# Record set
- - -

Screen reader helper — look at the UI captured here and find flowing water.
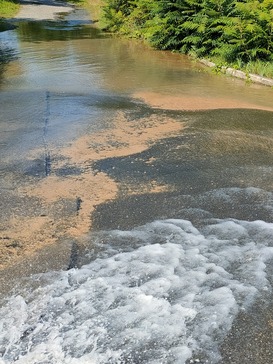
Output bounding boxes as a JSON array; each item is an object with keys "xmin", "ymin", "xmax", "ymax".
[{"xmin": 1, "ymin": 9, "xmax": 273, "ymax": 364}]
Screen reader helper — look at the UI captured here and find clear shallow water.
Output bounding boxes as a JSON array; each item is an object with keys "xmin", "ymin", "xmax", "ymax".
[{"xmin": 1, "ymin": 9, "xmax": 273, "ymax": 364}]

- - -

Restate the entries verbatim and exclude any pictures.

# Exercise output
Screen reader helper — look at the UI captured here and find flowing water.
Output bounding boxes as a JSON array; each item is an object with keys "xmin", "ymin", "xmax", "ymax".
[{"xmin": 1, "ymin": 9, "xmax": 273, "ymax": 364}]
Screen reader helper — look at the UI captured here and find clear shallow water.
Output bounding boxes as a JSON array; each item is an object with keys "xmin", "ymin", "xmax", "ymax".
[{"xmin": 1, "ymin": 9, "xmax": 273, "ymax": 364}]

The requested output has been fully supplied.